[SELECTED PASSAGE start]

# Problems with Autodarkening



## Cobra (Jun 10, 2018)

So I purchased a new helmet that has four sensors and is specified to be good to 5 amps DC.
I am still getting flashed when it does not darken at 100 amps DC.
Works fine on AC and works fine on stick.
Is there something I should be checking before I take it back for a refund?
Thanks


----------



## Ray C (Jun 10, 2018)

There are often two setting available.  Delay and Sensitivity.   Delay sets how long it stays dark after the welding stops.   Sensitivity sets how easily it darkens when exposed to light.   Read the manual and find-out which way to adjust the sensitivity to the highest value.

Ray


----------



## Cobra (Jun 10, 2018)

Thanks Ray.  I have the delay set a long as it will go and the sensitivity set as high as it will go.


----------



## Ray C (Jun 10, 2018)

Cobra said:


> Thanks Ray.  I have the delay set a long as it will go and the sensitivity set as high as it will go.



Then start looking for the sales receipt...


----------



## markba633csi (Jun 10, 2018)

[SELECTED PASSAGE end]

TASK A:
Duplicate the passage of the welding helmet thread starting at "Works fine on AC" and ending at "the highest value.".
TASK B:
Decide whether each statement below agrees with the welding helmet thread. Answer yes or no, and quote the words of the thread that settle it.
(i) The new helmet has four sensors.
(ii) The helmet fails to darken when stick welding.
(iii) Cobra has the sensitivity set at its lowest value.
TASK C:
Write the next part of the welding helmet thread, following on from its last line.

[RECORDS PROVIDED start]

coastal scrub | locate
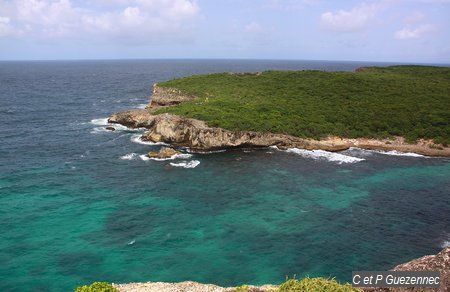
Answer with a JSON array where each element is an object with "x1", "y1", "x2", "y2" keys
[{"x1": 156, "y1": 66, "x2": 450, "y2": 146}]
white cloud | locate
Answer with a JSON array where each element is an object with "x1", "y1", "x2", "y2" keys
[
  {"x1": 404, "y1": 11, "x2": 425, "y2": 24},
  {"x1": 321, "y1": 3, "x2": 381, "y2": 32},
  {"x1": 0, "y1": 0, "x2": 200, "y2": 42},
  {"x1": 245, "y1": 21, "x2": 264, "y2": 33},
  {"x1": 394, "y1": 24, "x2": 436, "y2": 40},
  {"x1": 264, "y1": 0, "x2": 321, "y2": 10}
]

[RECORDS PROVIDED end]
[RECORDS PROVIDED start]

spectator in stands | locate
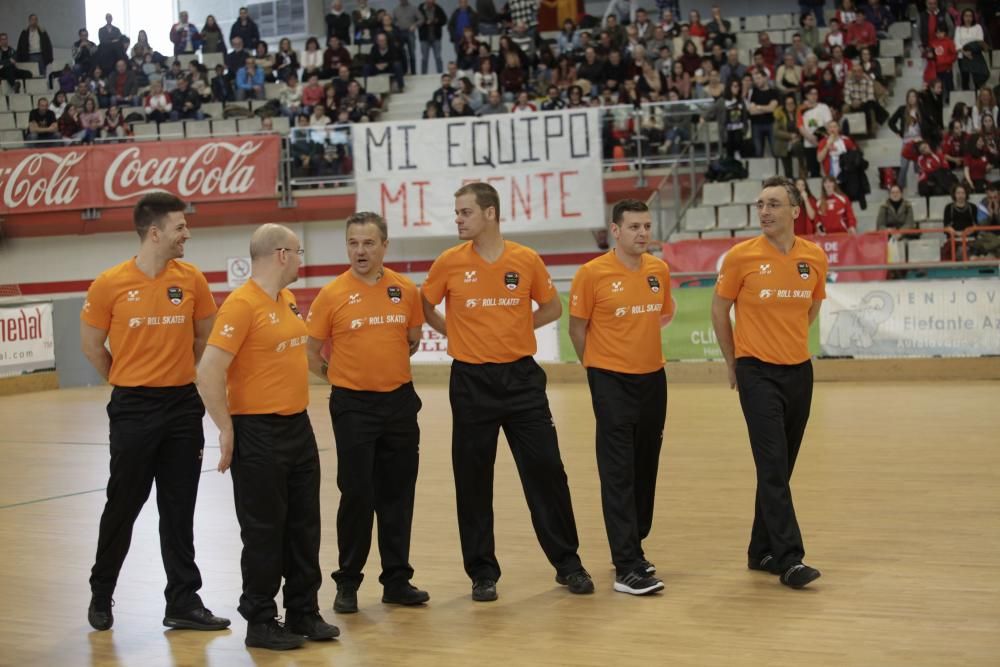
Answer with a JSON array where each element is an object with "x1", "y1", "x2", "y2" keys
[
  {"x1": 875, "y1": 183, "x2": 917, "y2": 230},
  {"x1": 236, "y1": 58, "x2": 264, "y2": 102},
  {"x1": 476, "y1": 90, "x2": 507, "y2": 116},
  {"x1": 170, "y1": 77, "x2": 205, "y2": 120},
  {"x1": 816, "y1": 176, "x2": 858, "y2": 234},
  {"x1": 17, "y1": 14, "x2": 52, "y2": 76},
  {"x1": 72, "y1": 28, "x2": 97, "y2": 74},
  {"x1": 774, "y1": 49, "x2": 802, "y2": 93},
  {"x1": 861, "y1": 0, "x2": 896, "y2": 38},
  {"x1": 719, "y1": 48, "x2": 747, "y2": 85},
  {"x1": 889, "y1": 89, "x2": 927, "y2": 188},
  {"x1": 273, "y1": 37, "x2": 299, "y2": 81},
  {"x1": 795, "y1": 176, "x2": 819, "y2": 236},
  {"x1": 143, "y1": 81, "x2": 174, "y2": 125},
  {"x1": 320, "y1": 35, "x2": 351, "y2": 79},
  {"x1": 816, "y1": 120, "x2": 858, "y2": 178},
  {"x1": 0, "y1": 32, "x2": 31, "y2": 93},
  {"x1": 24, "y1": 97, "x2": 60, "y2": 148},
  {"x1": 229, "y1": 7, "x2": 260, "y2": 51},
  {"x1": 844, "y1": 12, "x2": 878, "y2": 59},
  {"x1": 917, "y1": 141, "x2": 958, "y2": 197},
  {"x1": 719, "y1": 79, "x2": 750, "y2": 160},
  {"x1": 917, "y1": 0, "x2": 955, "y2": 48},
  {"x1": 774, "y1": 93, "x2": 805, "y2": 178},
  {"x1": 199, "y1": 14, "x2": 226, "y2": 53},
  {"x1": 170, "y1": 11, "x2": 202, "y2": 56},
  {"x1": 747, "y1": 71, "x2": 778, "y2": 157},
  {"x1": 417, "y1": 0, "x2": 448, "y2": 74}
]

[RECORDS PROVIDED end]

EXPECTED ANSWER A:
Works fine on AC and works fine on stick.
Is there something I should be checking before I take it back for a refund?
Thanks


----------



## Ray C (Jun 10, 2018)

There are often two setting available.  Delay and Sensitivity.   Delay sets how long it stays dark after the welding stops.   Sensitivity sets how easily it darkens when exposed to light.   Read the manual and find-out which way to adjust the sensitivity to the highest value.

EXPECTED ANSWER B:
(i) Yes: "has four sensors"
(ii) No: "works fine on stick"
(iii) No: "the sensitivity set as high as it will go"

EXPECTED ANSWER C:
What brand? Cheapo or good-o?


----------



## Cobra (Jun 10, 2018)

The best that Princess Auto (Canadian HF) offers.  About $250.
So, a little more economical than a Miller at $300 but should have been a good item.


----------



## Liljoebrshooter (Jun 10, 2018)

Are you holding your hands between the welding arc and the sensors? I have seen people at work have this issue.  Most of them have poor eyesight and have the helmet very close to the welding.
We had the Speedglass 9100 that had just 1 or 2 sensors and they were kinda finicky. 
Joe Hynes


----------



## Holescreek (Jun 10, 2018)

Your batteries are almost dead.


----------



## Tozguy (Jun 10, 2018)

Cobra said:


> Thanks Ray.  I have the delay set a long as it will go and the sensitivity set as high as it will go.


Should the delay be set long or short?


----------



## Cobra (Jun 10, 2018)

Holescreek said:


> Your batteries are almost dead.


Battery replaced with new.  No help.


----------



## Cobra (Jun 10, 2018)

Tozguy said:


> Should the delay be set long or short?


Delay is set to long so screen stays dark longer after sensors stop seeing light.


----------



## Ken from ontario (Jun 10, 2018)

If you're getting flashed ,that helmet is not going to get any better and since you can not predict when is going to happen, I would say return the helmet and get a better one, PA has a very good return policy .


----------



## Hawkeye (Jun 10, 2018)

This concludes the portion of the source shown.